**Page extract**:

◆ ◆ ◆ ◆ ◆

MONDAY, Feb. 29, 2016 (HealthDay News) -- People with a history of fainting may be almost twice as likely as others to get into a car crash, a new study finds.
The researchers say the study results suggest officials should consider fainting among various risk factors when they decide who can or can't drive legally.
"This risk is small but it raises important questions about policies towards driving," said study lead author Dr. Anna-Karin Nume, a graduate student with the cardiology department at Copenhagen University Gentofte Hospital in Denmark.
The findings don't prove a direct connection between fainting spells and car crashes, and it's not clear who caused the accidents in the study. Still, a history of fainting raises the danger that a driver could lose consciousness on the road, experts say.
According to Nume, an estimated 35 percent of people faint during their lives. "It is common in both young and older persons, but the cause usually differs," she said. "Although fainting is usually benign, it could be caused by underlying heart conditions."
About one-third of patients who have fainted with have a subsequent episode within three years, according to the researchers.
In the United States, rules vary among states about whether residents can continue to drive after fainting.
According to the American Diabetes Association, Wyoming, for example, will cancel driving privileges if notified by a doctor that a patient has a disorder that's caused a lapse in consciousness. California distinguishes between fainting cases that are one-time incidents and those that could recur.
For the new study, researchers tracked more than 41,000 adults in Denmark, average age 66, who suffered a first-time diagnosis of fainting between 2008 and 2012. The authors compared their experiences to those of 4.2 million other Danish residents, average age 45.
After the researchers adjusted their statistics for factors such as age, they found that those with fainting episodes were nearly twice as likely to have gotten into crashes.
Over five years, 8 percent of those aged 18 to 69 who'd been treated for fainting got into crashes, compared to 5 percent of the general population.
But the study results suggest that age and health may play roles. Those treated for fainting were more likely to be 70 or older (37 percent compared to 13 percent of the general population), and more than one-third had heart disease compared to 10 percent of the others.

◆ ◆ ◆ ◆ ◆

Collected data
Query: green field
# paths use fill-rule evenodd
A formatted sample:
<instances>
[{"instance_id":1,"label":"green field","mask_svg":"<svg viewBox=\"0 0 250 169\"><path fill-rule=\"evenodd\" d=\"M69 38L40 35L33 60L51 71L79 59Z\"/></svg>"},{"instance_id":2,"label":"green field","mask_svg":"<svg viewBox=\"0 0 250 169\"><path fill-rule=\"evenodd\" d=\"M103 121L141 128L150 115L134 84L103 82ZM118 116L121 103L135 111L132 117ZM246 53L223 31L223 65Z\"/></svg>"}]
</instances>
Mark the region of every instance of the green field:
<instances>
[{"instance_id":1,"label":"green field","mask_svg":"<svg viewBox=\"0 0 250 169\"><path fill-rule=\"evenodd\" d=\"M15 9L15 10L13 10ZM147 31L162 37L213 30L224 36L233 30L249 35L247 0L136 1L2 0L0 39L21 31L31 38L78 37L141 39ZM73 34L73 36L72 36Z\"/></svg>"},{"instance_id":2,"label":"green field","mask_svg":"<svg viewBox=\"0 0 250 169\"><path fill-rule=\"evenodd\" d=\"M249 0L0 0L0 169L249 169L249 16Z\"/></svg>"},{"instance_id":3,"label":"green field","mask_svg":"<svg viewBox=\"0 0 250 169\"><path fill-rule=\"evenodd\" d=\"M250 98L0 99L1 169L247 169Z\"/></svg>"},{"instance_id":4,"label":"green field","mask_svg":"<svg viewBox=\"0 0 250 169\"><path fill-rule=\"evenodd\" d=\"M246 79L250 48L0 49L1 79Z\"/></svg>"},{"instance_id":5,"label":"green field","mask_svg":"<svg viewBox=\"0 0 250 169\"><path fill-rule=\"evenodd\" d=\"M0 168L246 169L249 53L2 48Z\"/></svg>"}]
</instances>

◆ ◆ ◆ ◆ ◆

**Complete the following**:
1: Decide whether each statement agrees with the fainting article, answering yes or no and quoting the deciding words: (a) The study tracked more than 41,000 adults in Denmark. (b) The findings prove a direct connection between fainting and car crashes. (c) Wyoming distinguishes between fainting cases that are one-time incidents and those that could recur.
2: Duplicate a passage of the fainting article word for word. Begin at the words "The findings don't" and stop after "drive after fainting.".
3: Go on with the article about fainting and car crashes from the point where it ends.

**Solved tasks**:
1:
(a) Yes: "researchers tracked more than 41,000 adults in Denmark"
(b) No: "The findings don't prove a direct connection between fainting spells and car crashes"
(c) No: "California distinguishes between fainting cases that are one-time incidents and those that could recur."

2:
The findings don't prove a direct connection between fainting spells and car crashes, and it's not clear who caused the accidents in the study. Still, a history of fainting raises the danger that a driver could lose consciousness on the road, experts say.
According to Nume, an estimated 35 percent of people faint during their lives. "It is common in both young and older persons, but the cause usually differs," she said. "Although fainting is usually benign, it could be caused by underlying heart conditions."
About one-third of patients who have fainted with have a subsequent episode within three years, according to the researchers.
In the United States, rules vary among states about whether residents can continue to drive after fainting.

3:
Those treated for fainting were also more likely to suffer from conditions such as diabetes or alcoholism and take anti-anxiety medications. There was little difference in fainting rates between men and women.
It's not clear, however, who was at fault in the accidents. "The records we have do not contain enough detail to work out exactly what happened in these accidents. Our study looked at the larger picture and did not capture this level of detail," Nume said. "But it would be worth doing a study to interview patients after the accidents and identify the sequence of events."
It's also not clear whether certain disorders that cause fainting are more dangerous to drivers. "We don't know which diagnoses have clear warning symptoms that allow plenty of time for the driver to compensate, get off the road safely, and subsequently continue normally," said Dr. Donald Redelmeier, senior core scientist with the Institute for Clinical Evaluative Sciences in Toronto.
Redelmeier, co-author of a commentary accompanying the study, also believes overconfidence may be a factor if drivers don't take precautions despite their fainting history.
At age 70 in Denmark, patients undergo mandatory driver's license screenings from their doctors, according to background notes with the study.
Nume said the results can be helpful as officials consider guidelines about who should and shouldn't be allowed to drive. But, she said, fainting shouldn't be the only factor considered.
Redelmeier agreed the findings should remind physicians to consider driving safety when they treat patients who have fainted.
The study appears in the Feb. 29 issue of JAMA Internal Medicine.
For more about fainting, see the U.S. National Institute of Neurological Disorders and Stroke.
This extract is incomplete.